** PROBLEM TO SOLVE **
Tally the lines of the entries below that contain the string "reflection", and give only that number.

Named-object pointing entries
____________________

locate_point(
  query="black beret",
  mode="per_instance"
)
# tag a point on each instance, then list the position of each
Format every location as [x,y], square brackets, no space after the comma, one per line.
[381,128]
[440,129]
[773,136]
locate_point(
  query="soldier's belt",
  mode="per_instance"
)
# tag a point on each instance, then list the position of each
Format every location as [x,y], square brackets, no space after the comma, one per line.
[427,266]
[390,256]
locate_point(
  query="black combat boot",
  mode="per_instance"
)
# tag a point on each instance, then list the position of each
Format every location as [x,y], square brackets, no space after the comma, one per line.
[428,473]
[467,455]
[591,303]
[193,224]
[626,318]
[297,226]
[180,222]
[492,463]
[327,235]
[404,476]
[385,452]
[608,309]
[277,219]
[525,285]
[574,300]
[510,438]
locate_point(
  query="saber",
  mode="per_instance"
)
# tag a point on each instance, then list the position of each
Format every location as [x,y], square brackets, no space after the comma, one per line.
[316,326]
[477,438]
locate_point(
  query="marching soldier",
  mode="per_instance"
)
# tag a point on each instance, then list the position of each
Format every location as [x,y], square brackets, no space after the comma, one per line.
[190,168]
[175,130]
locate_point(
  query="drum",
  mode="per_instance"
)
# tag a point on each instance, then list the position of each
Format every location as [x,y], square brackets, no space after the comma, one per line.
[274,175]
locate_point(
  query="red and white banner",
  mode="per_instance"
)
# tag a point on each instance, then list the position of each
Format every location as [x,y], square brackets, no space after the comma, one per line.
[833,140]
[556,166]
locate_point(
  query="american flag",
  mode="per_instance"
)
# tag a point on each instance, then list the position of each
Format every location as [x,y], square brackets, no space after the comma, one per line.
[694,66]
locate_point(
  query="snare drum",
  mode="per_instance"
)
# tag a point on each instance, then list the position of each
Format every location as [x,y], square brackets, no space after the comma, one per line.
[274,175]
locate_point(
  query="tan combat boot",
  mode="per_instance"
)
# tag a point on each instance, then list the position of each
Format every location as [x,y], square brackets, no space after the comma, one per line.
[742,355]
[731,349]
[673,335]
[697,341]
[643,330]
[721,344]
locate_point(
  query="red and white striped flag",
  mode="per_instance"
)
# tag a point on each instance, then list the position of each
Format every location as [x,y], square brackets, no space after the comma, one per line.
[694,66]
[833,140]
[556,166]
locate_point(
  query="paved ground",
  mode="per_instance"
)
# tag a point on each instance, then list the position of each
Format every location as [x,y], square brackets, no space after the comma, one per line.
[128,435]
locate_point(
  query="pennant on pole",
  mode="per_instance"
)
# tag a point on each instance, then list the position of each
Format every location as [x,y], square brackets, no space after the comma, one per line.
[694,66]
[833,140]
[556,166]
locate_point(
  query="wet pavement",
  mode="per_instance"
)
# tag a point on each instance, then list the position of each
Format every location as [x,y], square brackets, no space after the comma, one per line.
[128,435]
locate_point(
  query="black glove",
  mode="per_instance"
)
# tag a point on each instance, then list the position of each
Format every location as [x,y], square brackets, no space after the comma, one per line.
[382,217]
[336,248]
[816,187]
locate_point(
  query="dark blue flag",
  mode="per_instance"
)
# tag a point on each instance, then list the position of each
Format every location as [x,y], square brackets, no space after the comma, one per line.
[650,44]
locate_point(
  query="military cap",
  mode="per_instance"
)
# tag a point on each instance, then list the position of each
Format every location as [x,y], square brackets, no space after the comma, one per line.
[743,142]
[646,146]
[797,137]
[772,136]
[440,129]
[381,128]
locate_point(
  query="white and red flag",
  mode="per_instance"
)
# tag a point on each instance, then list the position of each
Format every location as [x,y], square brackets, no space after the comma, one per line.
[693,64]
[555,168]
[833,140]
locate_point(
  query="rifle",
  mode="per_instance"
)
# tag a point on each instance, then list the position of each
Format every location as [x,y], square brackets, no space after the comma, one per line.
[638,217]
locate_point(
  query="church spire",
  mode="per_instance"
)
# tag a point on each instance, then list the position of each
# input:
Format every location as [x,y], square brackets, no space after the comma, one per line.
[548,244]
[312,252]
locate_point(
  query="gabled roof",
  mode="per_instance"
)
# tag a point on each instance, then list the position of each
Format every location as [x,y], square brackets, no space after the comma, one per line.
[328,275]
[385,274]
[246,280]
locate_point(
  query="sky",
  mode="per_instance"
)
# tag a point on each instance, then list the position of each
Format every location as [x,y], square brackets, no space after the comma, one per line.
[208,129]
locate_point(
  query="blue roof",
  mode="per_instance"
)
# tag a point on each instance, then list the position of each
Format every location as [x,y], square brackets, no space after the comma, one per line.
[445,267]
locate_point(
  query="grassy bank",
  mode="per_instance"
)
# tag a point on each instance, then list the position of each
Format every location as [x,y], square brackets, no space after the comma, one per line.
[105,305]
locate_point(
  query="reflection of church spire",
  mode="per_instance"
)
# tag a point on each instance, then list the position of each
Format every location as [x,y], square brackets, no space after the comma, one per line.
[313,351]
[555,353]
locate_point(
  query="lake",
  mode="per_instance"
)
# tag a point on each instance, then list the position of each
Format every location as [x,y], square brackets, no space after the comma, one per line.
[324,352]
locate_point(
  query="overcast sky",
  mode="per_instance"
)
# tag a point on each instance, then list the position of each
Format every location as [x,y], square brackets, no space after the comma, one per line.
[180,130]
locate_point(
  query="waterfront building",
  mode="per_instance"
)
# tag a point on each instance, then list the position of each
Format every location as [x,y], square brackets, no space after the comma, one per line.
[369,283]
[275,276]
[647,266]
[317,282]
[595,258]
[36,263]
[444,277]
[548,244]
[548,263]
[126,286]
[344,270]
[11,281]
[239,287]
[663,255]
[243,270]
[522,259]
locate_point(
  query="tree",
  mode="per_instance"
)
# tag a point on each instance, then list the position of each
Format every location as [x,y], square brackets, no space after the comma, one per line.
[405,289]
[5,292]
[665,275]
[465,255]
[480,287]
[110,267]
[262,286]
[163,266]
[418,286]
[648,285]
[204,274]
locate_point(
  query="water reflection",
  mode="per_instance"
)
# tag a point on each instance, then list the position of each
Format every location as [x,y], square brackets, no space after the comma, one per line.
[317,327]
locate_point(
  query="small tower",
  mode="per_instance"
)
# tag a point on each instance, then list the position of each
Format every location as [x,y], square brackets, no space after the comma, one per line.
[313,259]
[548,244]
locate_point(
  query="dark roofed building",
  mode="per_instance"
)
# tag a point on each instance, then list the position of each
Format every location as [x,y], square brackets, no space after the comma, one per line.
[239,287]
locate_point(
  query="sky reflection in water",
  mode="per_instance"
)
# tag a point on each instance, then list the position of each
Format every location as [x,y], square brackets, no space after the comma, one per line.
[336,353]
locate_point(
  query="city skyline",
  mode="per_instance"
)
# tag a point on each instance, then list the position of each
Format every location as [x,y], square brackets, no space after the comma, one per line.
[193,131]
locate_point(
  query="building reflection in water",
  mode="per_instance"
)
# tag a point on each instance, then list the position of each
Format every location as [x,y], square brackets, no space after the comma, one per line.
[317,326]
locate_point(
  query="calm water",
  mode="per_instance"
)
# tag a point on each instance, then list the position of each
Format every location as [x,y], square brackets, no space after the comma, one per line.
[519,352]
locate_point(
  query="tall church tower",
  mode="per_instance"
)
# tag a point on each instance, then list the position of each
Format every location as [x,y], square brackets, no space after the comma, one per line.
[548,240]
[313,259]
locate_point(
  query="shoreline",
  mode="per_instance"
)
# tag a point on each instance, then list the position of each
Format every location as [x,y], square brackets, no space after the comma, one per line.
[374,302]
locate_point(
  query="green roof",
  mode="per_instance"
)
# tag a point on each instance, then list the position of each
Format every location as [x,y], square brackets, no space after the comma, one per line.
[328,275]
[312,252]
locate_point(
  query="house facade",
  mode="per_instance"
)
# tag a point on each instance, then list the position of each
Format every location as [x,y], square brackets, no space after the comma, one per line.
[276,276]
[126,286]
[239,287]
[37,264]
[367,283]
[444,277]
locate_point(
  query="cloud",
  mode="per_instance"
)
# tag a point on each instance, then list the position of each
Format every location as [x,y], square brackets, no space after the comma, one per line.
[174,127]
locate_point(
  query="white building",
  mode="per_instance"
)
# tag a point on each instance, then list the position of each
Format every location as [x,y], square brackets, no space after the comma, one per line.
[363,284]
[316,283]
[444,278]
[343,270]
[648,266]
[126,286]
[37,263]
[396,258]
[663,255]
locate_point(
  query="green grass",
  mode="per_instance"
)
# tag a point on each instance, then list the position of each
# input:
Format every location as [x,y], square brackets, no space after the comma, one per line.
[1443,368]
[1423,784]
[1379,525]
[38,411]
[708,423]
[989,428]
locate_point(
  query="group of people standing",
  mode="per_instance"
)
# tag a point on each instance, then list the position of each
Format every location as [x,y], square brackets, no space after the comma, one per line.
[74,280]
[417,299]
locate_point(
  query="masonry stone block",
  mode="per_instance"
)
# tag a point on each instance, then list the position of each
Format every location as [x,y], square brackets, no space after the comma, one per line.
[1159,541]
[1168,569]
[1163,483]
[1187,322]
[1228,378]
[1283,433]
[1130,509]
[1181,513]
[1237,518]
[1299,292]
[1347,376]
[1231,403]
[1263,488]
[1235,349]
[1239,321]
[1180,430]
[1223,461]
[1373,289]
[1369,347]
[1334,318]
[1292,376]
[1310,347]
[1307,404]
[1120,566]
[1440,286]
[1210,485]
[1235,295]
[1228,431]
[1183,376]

____________________

** WORKED SOLUTION **
4